- **What you have to do**
Arrange the material below as a Markdown table with the columns Row and Line, one numbered row per line. Skip blank lines and leave out the pictures.
· · · · · · ·
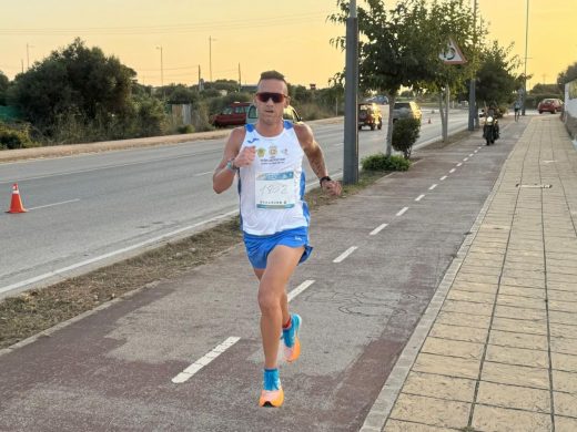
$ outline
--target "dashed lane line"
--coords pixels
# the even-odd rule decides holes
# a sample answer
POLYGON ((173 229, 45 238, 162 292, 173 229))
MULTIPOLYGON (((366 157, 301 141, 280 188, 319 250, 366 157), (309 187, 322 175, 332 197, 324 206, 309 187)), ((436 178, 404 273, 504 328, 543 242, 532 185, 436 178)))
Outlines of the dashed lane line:
POLYGON ((383 229, 385 229, 388 226, 388 224, 382 224, 377 226, 375 229, 373 229, 371 233, 368 233, 370 236, 375 236, 378 233, 381 233, 383 229))
POLYGON ((408 207, 403 207, 402 209, 398 210, 398 213, 396 214, 396 216, 403 216, 405 214, 405 212, 408 210, 408 207))
POLYGON ((200 371, 202 368, 204 368, 206 364, 209 364, 211 361, 213 361, 216 357, 219 357, 224 351, 226 351, 229 348, 231 348, 239 340, 241 340, 241 338, 231 336, 224 342, 216 346, 216 348, 214 348, 212 351, 210 351, 209 353, 201 357, 199 360, 196 360, 194 363, 192 363, 186 369, 184 369, 181 373, 179 373, 176 377, 174 377, 172 379, 172 382, 174 382, 175 384, 182 384, 183 382, 189 381, 192 376, 194 376, 198 371, 200 371))
POLYGON ((59 205, 62 205, 62 204, 77 203, 79 200, 80 200, 80 198, 62 200, 60 203, 47 204, 47 205, 43 205, 43 206, 28 207, 28 209, 29 210, 36 210, 36 209, 39 209, 39 208, 54 207, 54 206, 59 206, 59 205))
POLYGON ((295 289, 293 289, 291 292, 287 294, 288 301, 291 301, 293 298, 298 296, 301 292, 303 292, 306 288, 308 288, 311 285, 314 284, 314 280, 305 280, 300 286, 297 286, 295 289))
POLYGON ((347 256, 350 256, 352 253, 354 253, 358 246, 351 246, 348 249, 346 249, 344 253, 342 253, 340 256, 337 256, 335 259, 333 259, 333 263, 342 263, 347 256))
· · · · · · ·
- **Right answer**
| Row | Line |
|---|---|
| 1 | $ outline |
| 2 | --target "dashed lane line" |
| 3 | --coords pixels |
| 4 | # the even-odd rule decides holes |
| 5 | # a sample answer |
| 6 | POLYGON ((173 229, 45 238, 162 292, 173 229)) |
| 7 | MULTIPOLYGON (((366 157, 301 141, 280 188, 319 250, 366 157), (309 187, 322 175, 332 197, 324 206, 309 187)), ((436 178, 404 273, 504 328, 543 242, 532 185, 436 178))) |
| 8 | Outlines of the dashed lane line: |
| 9 | POLYGON ((383 229, 385 229, 388 226, 388 224, 382 224, 377 226, 375 229, 373 229, 371 233, 368 233, 370 236, 375 236, 378 233, 381 233, 383 229)) |
| 10 | POLYGON ((408 207, 403 207, 402 209, 398 210, 398 213, 396 214, 396 216, 403 216, 405 214, 405 212, 408 210, 408 207)) |
| 11 | POLYGON ((200 371, 202 368, 204 368, 206 364, 209 364, 211 361, 213 361, 216 357, 219 357, 224 351, 226 351, 229 348, 231 348, 239 340, 241 340, 241 338, 231 336, 224 342, 216 346, 216 348, 214 348, 212 351, 210 351, 209 353, 201 357, 199 360, 196 360, 194 363, 192 363, 186 369, 184 369, 181 373, 179 373, 176 377, 174 377, 172 379, 172 382, 174 382, 175 384, 182 384, 183 382, 189 381, 192 376, 194 376, 198 371, 200 371)) |
| 12 | POLYGON ((59 205, 62 205, 62 204, 77 203, 79 200, 80 200, 80 198, 62 200, 60 203, 47 204, 47 205, 43 205, 43 206, 28 207, 28 209, 29 210, 36 210, 36 209, 39 209, 39 208, 54 207, 54 206, 59 206, 59 205)) |
| 13 | POLYGON ((295 289, 293 289, 291 292, 287 294, 288 301, 291 301, 293 298, 298 296, 301 292, 303 292, 306 288, 308 288, 311 285, 314 284, 314 280, 305 280, 300 286, 297 286, 295 289)) |
| 14 | POLYGON ((347 256, 350 256, 352 253, 354 253, 358 246, 351 246, 348 249, 346 249, 344 253, 342 253, 340 256, 337 256, 335 259, 333 259, 333 263, 342 263, 347 256)) |